● Exercise
An exact reproduction of all the entries is the expected answer.

* * *

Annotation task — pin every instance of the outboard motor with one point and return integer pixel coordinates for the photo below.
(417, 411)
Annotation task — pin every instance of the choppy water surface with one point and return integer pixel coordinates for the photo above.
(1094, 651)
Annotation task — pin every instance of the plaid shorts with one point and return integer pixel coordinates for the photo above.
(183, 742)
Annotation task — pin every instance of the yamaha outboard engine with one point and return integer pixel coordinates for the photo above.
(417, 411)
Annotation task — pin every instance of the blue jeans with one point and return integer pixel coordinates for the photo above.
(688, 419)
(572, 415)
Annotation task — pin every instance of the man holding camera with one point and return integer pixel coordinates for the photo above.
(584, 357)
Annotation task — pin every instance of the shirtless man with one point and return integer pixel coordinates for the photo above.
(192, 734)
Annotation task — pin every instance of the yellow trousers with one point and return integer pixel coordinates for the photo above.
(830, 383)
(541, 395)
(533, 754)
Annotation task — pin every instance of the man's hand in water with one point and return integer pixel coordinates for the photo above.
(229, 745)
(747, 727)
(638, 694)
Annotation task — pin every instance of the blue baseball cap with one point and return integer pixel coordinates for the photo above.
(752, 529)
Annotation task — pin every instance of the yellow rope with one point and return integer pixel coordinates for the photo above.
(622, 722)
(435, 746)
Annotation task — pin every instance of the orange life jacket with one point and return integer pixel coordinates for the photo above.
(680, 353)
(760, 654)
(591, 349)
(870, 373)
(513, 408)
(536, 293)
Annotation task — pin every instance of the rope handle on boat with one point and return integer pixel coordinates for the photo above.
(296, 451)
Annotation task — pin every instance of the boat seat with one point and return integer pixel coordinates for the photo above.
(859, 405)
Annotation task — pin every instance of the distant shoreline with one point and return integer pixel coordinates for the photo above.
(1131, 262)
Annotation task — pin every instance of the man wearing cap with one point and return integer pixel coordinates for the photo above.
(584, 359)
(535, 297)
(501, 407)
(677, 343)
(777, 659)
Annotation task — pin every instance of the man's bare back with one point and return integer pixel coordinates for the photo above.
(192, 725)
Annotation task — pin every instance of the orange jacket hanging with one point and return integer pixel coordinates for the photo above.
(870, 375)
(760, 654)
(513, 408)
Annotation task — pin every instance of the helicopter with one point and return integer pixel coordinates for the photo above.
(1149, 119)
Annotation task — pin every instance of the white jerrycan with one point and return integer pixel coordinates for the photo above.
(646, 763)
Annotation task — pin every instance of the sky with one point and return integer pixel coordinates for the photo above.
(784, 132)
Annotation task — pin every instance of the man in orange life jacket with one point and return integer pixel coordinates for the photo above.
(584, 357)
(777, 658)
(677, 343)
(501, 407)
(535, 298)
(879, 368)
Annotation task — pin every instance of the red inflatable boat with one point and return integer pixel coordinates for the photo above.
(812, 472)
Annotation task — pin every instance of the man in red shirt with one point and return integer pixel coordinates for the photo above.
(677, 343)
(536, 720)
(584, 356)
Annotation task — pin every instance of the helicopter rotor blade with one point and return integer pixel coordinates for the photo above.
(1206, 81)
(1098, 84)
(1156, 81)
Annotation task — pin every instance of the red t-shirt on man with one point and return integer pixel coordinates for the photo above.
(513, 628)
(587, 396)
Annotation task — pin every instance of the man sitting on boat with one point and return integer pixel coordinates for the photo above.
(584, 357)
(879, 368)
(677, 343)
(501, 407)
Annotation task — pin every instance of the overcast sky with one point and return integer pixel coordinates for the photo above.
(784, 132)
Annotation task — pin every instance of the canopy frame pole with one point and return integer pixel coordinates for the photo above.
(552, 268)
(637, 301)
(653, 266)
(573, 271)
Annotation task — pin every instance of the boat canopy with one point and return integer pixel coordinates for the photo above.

* * *

● Exercise output
Annotation task — pin every instance of the outboard motor with one point and return integer pixel coordinates for the photo below.
(417, 411)
Annotation task — pin every instance of the choppy water surface with one point and return integer pixel coordinates for the photo above.
(1094, 651)
Annotation task — pin every instance of the plaid shorts with one point and return integer pixel coordinates for the photo above.
(183, 742)
Annotation task — pin every instance of the yamaha outboard engine with one point and return integer pixel coordinates for the photo above.
(417, 411)
Annotation task — pin every instance of the blue jeans with one point and return integer pixel coordinates for the photo above.
(688, 419)
(572, 415)
Annotation task — pin every instance of the man holding camera with one point and return integer pixel coordinates for the photo above.
(584, 357)
Annotation task — pin every instance of the shirtless man with one point and return integer pixel coordinates for the photo above.
(192, 734)
Annotation task — pin every instance of the yellow trousers with one point and return integer pixel coordinates for the photo above.
(830, 383)
(541, 395)
(533, 754)
Annotation task — pin every instance of the man's hand in water with one point and return integer pixel coordinates for the photo above.
(229, 745)
(747, 727)
(638, 694)
Annotation task — pin every instance of the blue baseball cap with one point and return integer pixel coordinates for the photo above.
(752, 529)
Annotation task — pin every instance of the yellow rope with one point and return integer pixel coordinates for the photo above.
(622, 722)
(435, 746)
Annotation task — pin every instance of the orange life jacket with one point and return integer pixel coordinates for the photo above.
(680, 353)
(760, 654)
(591, 349)
(870, 373)
(513, 408)
(536, 293)
Annotation task — pin every instance of the rope handle on boat with one point and return integer pixel coordinates for the photo above.
(296, 451)
Annotation task — pin every instance of the boat seat with one point and return integer pixel coordinates for the photo above.
(859, 405)
Annotation task — pin every instance of the distant shoreline with one point and return integer pixel coordinates for the photo above.
(1131, 262)
Annotation task — pin every instance of the man wearing cap with one point and return integer pixel coordinates for the photo above.
(584, 359)
(535, 297)
(501, 407)
(677, 343)
(777, 659)
Annotation task — pin every instance of the man's bare back with one point and return integer pixel coordinates for the photo above.
(192, 725)
Annotation task — pin every instance of the orange jacket hanging with one point and return integer pixel coordinates for the photo above.
(870, 375)
(760, 654)
(513, 408)
Annotation task — pin every instance of the helicopter with one point and return integer pixel coordinates for the photo above.
(1149, 119)
Annotation task — pin every instance of the white jerrycan with one point and return integer pixel coordinates for the photo above.
(646, 763)
Annotation task — pin every instance of the sky with one point and return integer pixel coordinates for the photo above.
(784, 132)
Annotation task — pin every instance of the man in orange life jacket with one point and return integer pixel coordinates for the photo above.
(584, 357)
(777, 658)
(677, 343)
(501, 407)
(535, 298)
(879, 368)
Annotation task — pin every instance of the red inflatable boat with one point and return integer pixel coordinates for the photo above.
(812, 472)
Annotation task — pin every instance of the man in red shirt with one point and return integer pixel coordinates for the photo above.
(677, 343)
(536, 720)
(584, 356)
Annotation task — pin every instance of the helicopter rotor blade with one point and return integer pixel coordinates for the photo above.
(1206, 81)
(1098, 84)
(1156, 81)
Annotation task — pin every instance of the red t-shirt on man with one point and return integer pixel coordinates for the photo above.
(513, 628)
(587, 396)
Annotation task — pin every instance of the man sitting on boat with one point and return integer pixel coordinates for the photo above.
(584, 357)
(879, 368)
(677, 343)
(501, 407)
Annotation task — pin every instance of the overcast sky with one point and return integer pixel coordinates for the photo above.
(784, 132)
Annotation task — pin every instance of the canopy frame pole with one point and return integer pixel coordinates for the photo above.
(552, 268)
(637, 301)
(653, 266)
(573, 271)
Annotation task — pin every instance of the boat canopy with one point and return integer pixel coordinates for the photo above.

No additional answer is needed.